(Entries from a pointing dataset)

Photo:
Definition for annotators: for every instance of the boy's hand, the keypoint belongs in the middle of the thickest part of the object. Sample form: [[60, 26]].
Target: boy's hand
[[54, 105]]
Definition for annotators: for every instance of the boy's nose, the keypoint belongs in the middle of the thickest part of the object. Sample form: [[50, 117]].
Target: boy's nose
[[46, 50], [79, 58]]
* * *
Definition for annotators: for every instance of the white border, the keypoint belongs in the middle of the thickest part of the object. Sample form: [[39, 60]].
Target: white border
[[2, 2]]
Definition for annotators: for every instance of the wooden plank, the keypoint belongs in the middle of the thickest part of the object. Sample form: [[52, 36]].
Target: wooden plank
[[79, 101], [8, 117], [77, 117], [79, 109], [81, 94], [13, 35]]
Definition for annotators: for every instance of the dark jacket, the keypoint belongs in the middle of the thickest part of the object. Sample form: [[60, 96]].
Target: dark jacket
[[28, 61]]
...
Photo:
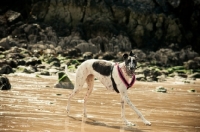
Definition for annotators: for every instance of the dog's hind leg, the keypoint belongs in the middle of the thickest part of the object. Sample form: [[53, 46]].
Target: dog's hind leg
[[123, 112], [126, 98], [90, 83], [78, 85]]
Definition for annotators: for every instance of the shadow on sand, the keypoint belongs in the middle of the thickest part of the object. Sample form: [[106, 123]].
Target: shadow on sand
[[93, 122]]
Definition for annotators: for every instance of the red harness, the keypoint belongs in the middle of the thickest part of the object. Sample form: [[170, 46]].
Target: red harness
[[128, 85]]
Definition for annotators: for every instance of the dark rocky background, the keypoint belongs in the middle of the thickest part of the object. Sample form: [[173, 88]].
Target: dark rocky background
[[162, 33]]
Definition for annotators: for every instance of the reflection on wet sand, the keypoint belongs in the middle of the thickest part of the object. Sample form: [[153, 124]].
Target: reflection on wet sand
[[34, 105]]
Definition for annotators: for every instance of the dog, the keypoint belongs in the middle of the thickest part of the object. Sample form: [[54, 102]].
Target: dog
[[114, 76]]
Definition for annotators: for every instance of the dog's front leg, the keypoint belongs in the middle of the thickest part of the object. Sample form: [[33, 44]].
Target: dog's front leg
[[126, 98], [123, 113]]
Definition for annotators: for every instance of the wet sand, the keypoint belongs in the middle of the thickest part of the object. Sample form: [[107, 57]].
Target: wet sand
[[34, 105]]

STATED PROBLEM:
Can you reproduce, character for character, the stretch of the material above that opens with the line containing "form: [[50, 117]]." and closes with the line containing "[[46, 50], [79, 58]]", both of those lines included and nothing else?

SOLUTION FOR THIS EXERCISE:
Definition for annotators: for every instance of the boy's nose, the keypoint belongs in the middle of the thickest part of the object. Sample form: [[50, 117]].
Target: boy's nose
[[46, 50], [79, 58]]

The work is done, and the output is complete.